Segment Start: DOCUMENT EXTRACT
I know the last time we saw each other we weren't exactly hitting the sweetest notes. Second it wasn't the way I want the trip to end. I suppose I'm responsible, and for that I'm sorry. But in all honesty, if I had the chance, I'd do it again.
Virginia said I left a stranger and came back a husband. I owe that to you. There is no way I can repay you for all you've done for me. So rather than try, I'm just gonna ask you to do something else for me---find the joy in your life.
You once said you are not everyone. Well, that's true. You're certainly not everyone. But, everyone is everyone. My pastor always says, “Our lives are streams, flowing into the same river towards whatever heaven lies in the mist beyond the falls.”
Find the joy in your life, Edward.
My dear friend, close your eyes, and let the waters take you.
Good afternoon, my name is Edward Cole. I don't know what most people say in these occasions because in all honesty, I...I've tried to avoid them.
Simplest thing is I loved him and I missed it. Carter and I saw the world together. It's just amazing when you think only three months ago, we were complete strangers. I hope it doesn't sound selfish of me, but the last months of his life were the best months of mine. He saved my life, and he knew it before I did. I'm deeply proud that this man found it worth his while to know me. In the end, I think it's safe to say that we brought some joy to one another's lives. So, one day when I go to some final resting place, if I happen to wake up next to a certain wall with a gate, I hope that Carter is there, divulge for me and show me the ropes on the other side.
Edward P* Cole died in May. It was a Sunday afternoon and there wasn't a cloud in the sky. He was 81 years old. Even now, I can't claim to understand the measure of life, but I can tell you this. I know that when he died, his eyes were closed and his heart was open. And I am pretty sure he was happy with this final resting place because he was buried on the mountain, and that was against the law.
Segment End: DOCUMENT EXTRACT
Segment Start: SUPPLIED ENTRIES
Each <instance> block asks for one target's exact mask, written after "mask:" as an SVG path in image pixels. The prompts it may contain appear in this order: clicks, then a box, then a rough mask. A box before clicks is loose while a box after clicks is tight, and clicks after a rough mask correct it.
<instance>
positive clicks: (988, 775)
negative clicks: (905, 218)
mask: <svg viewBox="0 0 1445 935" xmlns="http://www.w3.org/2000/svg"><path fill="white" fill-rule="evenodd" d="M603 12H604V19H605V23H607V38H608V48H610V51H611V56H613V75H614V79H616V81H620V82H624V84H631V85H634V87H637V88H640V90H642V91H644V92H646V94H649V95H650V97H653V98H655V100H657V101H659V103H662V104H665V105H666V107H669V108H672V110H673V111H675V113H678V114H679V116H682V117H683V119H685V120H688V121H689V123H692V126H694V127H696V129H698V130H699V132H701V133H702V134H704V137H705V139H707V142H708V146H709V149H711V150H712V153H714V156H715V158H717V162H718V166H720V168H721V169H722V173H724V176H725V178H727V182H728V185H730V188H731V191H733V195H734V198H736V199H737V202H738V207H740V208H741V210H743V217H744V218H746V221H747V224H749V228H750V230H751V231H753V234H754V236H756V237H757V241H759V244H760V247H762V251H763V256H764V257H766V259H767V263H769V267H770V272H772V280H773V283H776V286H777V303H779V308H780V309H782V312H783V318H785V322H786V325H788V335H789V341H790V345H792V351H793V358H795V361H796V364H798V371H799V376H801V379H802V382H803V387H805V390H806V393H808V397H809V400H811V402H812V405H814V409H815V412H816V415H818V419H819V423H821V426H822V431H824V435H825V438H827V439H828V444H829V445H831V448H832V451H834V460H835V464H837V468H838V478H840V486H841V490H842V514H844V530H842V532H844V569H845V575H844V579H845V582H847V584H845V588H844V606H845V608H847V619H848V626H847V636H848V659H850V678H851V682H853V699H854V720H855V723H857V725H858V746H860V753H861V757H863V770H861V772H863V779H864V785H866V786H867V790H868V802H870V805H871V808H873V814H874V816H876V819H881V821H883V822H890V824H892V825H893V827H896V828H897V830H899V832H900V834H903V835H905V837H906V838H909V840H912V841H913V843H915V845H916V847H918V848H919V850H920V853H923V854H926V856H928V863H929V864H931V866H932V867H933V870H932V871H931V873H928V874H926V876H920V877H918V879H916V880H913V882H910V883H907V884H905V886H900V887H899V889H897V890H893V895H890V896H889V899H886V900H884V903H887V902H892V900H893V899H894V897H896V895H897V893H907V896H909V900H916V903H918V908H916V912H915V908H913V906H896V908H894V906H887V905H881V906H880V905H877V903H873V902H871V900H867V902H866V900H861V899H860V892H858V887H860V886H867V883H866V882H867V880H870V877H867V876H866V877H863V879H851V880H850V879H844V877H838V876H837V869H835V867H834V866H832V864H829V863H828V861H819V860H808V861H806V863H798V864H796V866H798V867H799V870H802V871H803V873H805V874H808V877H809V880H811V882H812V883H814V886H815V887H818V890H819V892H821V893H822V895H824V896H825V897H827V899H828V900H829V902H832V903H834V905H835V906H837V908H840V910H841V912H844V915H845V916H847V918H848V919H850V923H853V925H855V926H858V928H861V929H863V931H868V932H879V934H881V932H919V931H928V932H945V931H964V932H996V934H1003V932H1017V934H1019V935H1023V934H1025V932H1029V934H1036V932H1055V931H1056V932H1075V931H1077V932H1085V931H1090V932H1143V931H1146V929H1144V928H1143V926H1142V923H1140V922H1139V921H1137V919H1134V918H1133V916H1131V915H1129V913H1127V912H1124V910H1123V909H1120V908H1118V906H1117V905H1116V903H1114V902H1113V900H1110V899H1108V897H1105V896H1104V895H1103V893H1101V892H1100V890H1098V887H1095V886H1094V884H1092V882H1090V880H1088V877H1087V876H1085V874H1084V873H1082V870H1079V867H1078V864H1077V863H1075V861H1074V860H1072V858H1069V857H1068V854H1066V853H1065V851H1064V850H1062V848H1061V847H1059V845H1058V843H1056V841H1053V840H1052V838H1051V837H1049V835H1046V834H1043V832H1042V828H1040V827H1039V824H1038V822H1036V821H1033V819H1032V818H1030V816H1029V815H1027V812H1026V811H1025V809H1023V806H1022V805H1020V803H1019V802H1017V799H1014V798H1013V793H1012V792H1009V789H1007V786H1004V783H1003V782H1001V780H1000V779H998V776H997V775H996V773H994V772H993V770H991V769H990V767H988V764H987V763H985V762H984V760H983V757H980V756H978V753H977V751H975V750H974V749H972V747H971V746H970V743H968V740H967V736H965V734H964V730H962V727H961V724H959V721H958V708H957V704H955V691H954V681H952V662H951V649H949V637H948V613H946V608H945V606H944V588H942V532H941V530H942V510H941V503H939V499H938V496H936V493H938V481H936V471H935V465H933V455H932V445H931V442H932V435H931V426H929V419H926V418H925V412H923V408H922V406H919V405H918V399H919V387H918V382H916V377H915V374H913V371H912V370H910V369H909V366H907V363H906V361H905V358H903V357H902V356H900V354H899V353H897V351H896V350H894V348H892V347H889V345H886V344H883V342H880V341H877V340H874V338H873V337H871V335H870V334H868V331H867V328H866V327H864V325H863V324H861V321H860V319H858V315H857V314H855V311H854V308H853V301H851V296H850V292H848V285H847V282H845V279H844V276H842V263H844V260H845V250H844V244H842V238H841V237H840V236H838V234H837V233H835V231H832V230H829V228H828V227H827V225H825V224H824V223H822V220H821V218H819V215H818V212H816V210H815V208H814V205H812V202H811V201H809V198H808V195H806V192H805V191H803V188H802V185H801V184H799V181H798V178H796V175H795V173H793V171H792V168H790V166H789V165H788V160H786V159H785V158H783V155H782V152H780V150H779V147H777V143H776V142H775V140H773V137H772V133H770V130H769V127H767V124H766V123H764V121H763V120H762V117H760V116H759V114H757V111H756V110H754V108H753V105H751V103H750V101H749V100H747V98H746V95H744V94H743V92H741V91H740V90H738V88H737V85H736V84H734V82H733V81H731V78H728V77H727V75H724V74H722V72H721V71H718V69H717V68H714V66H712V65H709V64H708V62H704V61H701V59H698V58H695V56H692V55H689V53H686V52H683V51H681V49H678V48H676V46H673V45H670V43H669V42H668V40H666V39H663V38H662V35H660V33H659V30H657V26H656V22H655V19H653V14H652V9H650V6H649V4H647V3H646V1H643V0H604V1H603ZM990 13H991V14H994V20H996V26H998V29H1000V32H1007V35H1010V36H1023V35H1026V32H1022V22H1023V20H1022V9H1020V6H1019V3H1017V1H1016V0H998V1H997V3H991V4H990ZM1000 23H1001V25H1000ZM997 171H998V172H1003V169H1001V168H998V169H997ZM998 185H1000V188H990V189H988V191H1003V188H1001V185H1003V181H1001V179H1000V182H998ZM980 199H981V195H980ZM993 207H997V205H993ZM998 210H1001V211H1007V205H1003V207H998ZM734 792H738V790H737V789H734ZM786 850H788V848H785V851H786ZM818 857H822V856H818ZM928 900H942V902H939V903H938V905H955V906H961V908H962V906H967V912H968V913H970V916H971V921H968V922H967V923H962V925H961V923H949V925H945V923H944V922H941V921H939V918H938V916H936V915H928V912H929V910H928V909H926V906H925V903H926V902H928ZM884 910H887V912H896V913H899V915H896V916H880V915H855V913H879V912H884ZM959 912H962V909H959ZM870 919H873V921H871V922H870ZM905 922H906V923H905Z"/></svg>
Segment End: SUPPLIED ENTRIES
- _INSTRUCTIONS TO FOLLOW_
According to the farewell letter and eulogy text, how old was Edward Cole when he died? The items are not needed for this exercise.

- _EXERCISE RESULT_
He was 81 years old.